→ ARTICLE
● ● ●

Cette photo que
momo a accrochée aux «
Cimaises» :
Pas là… suivre les règles de la pelote
m'a moi-même accroché, par un effet de '
rebond_au_regard' de ce que montre l'image.
En association d'idées qui me paraît naturelle, il me revient ce constat de je ne sais plus quel critique littéraire : alors que les auteurs qui étaient ses contemporains (comme
Alexandre Dumas) écrivaient des livres pour satisfaire les goûts déjà constitués du public,
Gustave Flaubert écrivait pour un public qui
n'existait pas encore, mais dont ses livres dessinaient exactement la position qu'il devait venir occuper pour les lire. Ce qui revient à dire que, pour lire un de ses livres, l'esprit du lecteur devait quitter son positionnement coutumier (par exemple la conscience que j'ai d'occuper l'intérieur de mon enveloppe corporelle ici-située) et s'avancer dans la dimension de l'imaginaire pour s'en aller occuper l'emplacement que l'auteur avait prédéfini pour lui.
Comme on sait, chacun de nos yeux est constitué de
deux yeux : l'œil qui
fixe (qui détermine la vision
primaire capturant une figure
précise) et l'œil qui
flotte (qui détermine la vision
secondaire appréhendant une forme
floue), l'association des deux créant un effet d'
espace. La
règle ordinaire consiste à associer une valeur de
proximité à la figure
précise de la vision
primaire, et une valeur d'
éloignement à la forme
floue de la vision
secondaire. Ce, parce que la figure
précise paraît
empiéter sur la forme
floue qui se trouve par là rejetée à distance dans une fonction de '
fond'. Ainsi, moi qui suis en train d'improviser, j'aperçois mon écran comme une figure précise interceptant la forme floue d'une librairie, et par là je saisis l'écran comme proche et le mur de livres comme éloigné.

● ● ●

Prolongez l'article sur le regard et la lecture à la suite de sa dernière phrase.

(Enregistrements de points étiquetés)
● ● ●

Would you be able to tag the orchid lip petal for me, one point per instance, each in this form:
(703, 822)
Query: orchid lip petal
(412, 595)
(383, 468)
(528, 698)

● ● ●

→ RÉPONSE
Telle n'est pas la
règle de la pelote. Un grand joueur instinctif de
Pelote Basque ne peut absolument pas fixer la pelote en vision primaire, et laisser reculer le fronton dans le flou de la vision secondaire, car s'il fait ça, il n'atteindra jamais la cible, qui n'est pas la pelote, mais le fronton. Dans la perception ordinaire, la cible est par exemple la tasse à café que je fixe en vision primaire, car l'enjeu est
moi-même et mes lèvres auxquelles je veux porter cette tasse ; mais dans la
Pelote Basque, la cible est le
fronton et non pas la personne du joueur, car, comme on le dit toujours,
le jeu est plus grand que le joueur. Par conséquent, le joueur doit cesser de se focaliser sur la pelote, comme s'il voulait la saisir pour la mettre dans sa poche ; mais il doit se focaliser sur le
fronton, car telle est la cible du jeu qui transcende le joueur.
Le joueur ne doit donc pas
fixer la balle, mais toujours
fixer le fronton. De sorte que la balle (la pelote) n'apparaît dans son champ visuel que comme une
forme floue tandis que le fronton garde immuablement sa fonction de
figure précise.
On dit que les grands épéistes ont le
sens de la pointe. Ce qui signifie qu'ils se focalisent toujours sur l'adversaire dont l'épée est vue en vision primaire comme une figure précise ; quant à la pointe de leur propre épée, ils la perçoivent continûment, mais sans jamais la voir en vision précise. C'est cela le sens de la pointe : la présence flottante de l'épée propre.
La règle de l'
afficionado dans l'art controversé de la corrida veut que le spectateur ne doit jamais se focaliser sur le
torero, mais toujours sur le
toro, car c'est ainsi que le spectateur peut partager la vision de l'acteur qui est toujours focalisé sur l'adversaire, et non sur lui-même. Ce que ne fait jamais le 'public', qui en se focalisant sur l'homme, renverse le sens de l'action et réduit au rang de faire-valoir ce qui, dans la vérité du jeu, est une instance de
vie ou de mort.
L'archer Américain instinctif
Howard Hill avait pour
règle de toujours apercevoir sa cible en
visée primaire précise et ne lui jamais superposer sa pointe de flèche qu'en
visée secondaire floue.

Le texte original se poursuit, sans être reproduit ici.